**TEXT BLOCK:**
A Recognition Tool is developed that takes a scanned form as input, applies pre-processing techniques to extract handwritten characters and then uses Trained Convolutional Neural Network Models for recognition of these characters and then finally writes the extracted data to MYSQL database.

With ICR technology, the text is directly entered to database post classifying all the segments in whole document after doing proper character recognition through OCR. ICR operates by capturing handwritten text from image files and converting them into text searchable files thereby giving users the ability to search through the files with text strings and capture information from them by using the copy/paste function. Using ICR, there is no longer a need for multiple people to enter information to get the job done. This eliminates human errors.

This recognition engine improves the interaction between man and machine in many applications like mail sorting, cheques verification, office automation and a large variety of banking applications like accounts and credit card data, questionnaires, insurance claims etc. Form types, in use at most companies, include orders, applications, claims, change requests and survey forms received from customers as well as internally generated forms such as expense claims, request forms, time sheets and HR records. The data on these forms is often business critical so if it can be captured and transferred to internal systems quickly and accurately it is a huge benefit to the organization. At almost every firm, data is recorded in the forms filled by humans.

Different approaches have been used for forms processing and text recognition. The character recognition methods vary with the way the pixels of image are visualized and processed further. The different approaches can be statistical, semantic, neural network, pattern recognition etc.[1]

Different levels of accuracy are achieved by different softwares developed using different types of machine learning
models.The tool developed gives an average accuracy of 90 percent.

**DATA BLOCK:**
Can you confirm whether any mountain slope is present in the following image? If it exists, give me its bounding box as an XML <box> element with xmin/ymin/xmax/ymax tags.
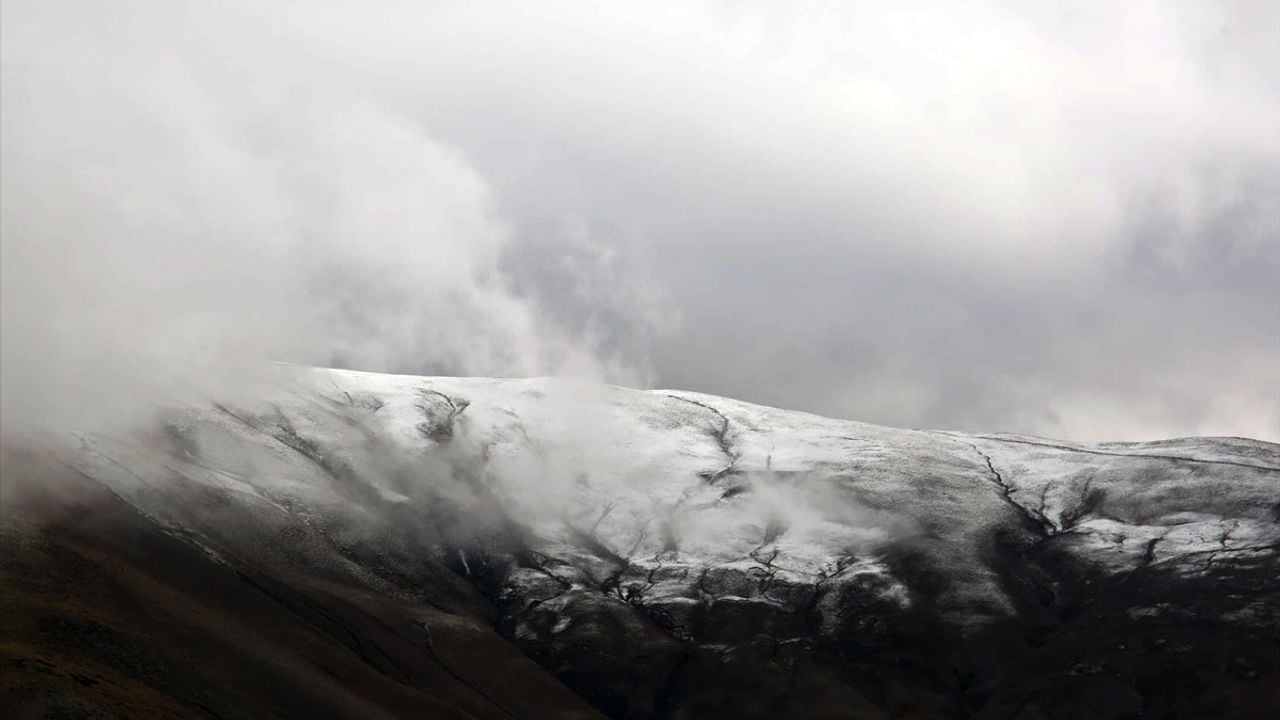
<box><xmin>0</xmin><ymin>368</ymin><xmax>1280</xmax><ymax>720</ymax></box>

**GIVEN PROBLEM 1:**
Reproduce the stretch of the handwriting recognition text from "This recognition engine" through "filled by humans.".
**GIVEN PROBLEM 2:**
According to the handwriting recognition text, where does the tool write the extracted data?
**GIVEN PROBLEM 3:**
Continue the handwriting recognition text after its final sentence.

**TASK ANSWER 1:**
This recognition engine improves the interaction between man and machine in many applications like mail sorting, cheques verification, office automation and a large variety of banking applications like accounts and credit card data, questionnaires, insurance claims etc. Form types, in use at most companies, include orders, applications, claims, change requests and survey forms received from customers as well as internally generated forms such as expense claims, request forms, time sheets and HR records. The data on these forms is often business critical so if it can be captured and transferred to internal systems quickly and accurately it is a huge benefit to the organization. At almost every firm, data is recorded in the forms filled by humans.

**TASK ANSWER 2:**
It writes the extracted data to a MYSQL database.

**TASK ANSWER 3:**
A feedback loop is inserted into the tool that generates feedback of the characters recognized incorrectly which is corrected again by the user and then given to the model which gets retrained accordingly.


The very first step in the entire recognition process is Image processing, that implements segmentation methods and
extract the required fields from the input for recognition.

3.1 Image Processing

The input given to the recognition engine is a scanned image in jpg/png/tif format, where scanning needs to be done at good resolution (300 dpi) for maximum accuracy. The root step is the pre-processing of this image.

3.1.1 Image Preprocessing

Pre-processing of image involves removal of noise from image. It is a common name for operations with images at the lowest level of abstraction, both input and output of which are intensity images. The aim of pre-processing is an
improvement of the image data that suppresses unwanted distortions or enhances some image features important for further processing. Different categories of image preprocessing methods exist according to the size of the pixel
neighbourhood that is used for the calculation of a new pixel brightness: pixel brightness transformations, geometric
transformations, pre-processing methods that use a local neighbourhood of the processed pixel, and image restoration that requires knowledge about the entire image.

The different pre-processing filters (median, symmetric etc.) can be used to improve the quality of the image and reduce distortion.After the pre-processing operations have been performed on the image, it is now ready for processing further for segmentation.

Forms are filled and mailed from all over. As a result they are received folded and are often dogeared and smudged.
Moreover, use of stapling pins, paper clips etc. introduces a lot of noise in the form image. Due to this and given that a large number of forms have to be processed in a short time, the form registration algorithm needs to be robust to noise and highly efficient. The form registration also has to be very accurate since the accuracy of the field image extraction and hence field recognition depends on it.[2] When a document is scanned, some amount of skew inevitably occurs in the document. This poses a problem for the storage and analysis of these documents. To compensate, the skew is detected and corrected using skew-detection algorithm. One method of removal of noise is removal of border and extraction of a rectangular portion of the input image that contains relevant information to be extracted. After this required skew and shift correction is applied for obtaining image in a form that can be processed directly. Other noise removal methods include Erosion and Dilution of Image. For example, for removal of salt and pepper noise, median filter is used. Median filter replaces the value of a pixel by the median of gray levels in the neighborhood of that pixel. Depending upon the type of input image, different noise removal techniques are implemented. In order to remove all the noise, a rectangular portion of the input image is bordered and extracted for further processing.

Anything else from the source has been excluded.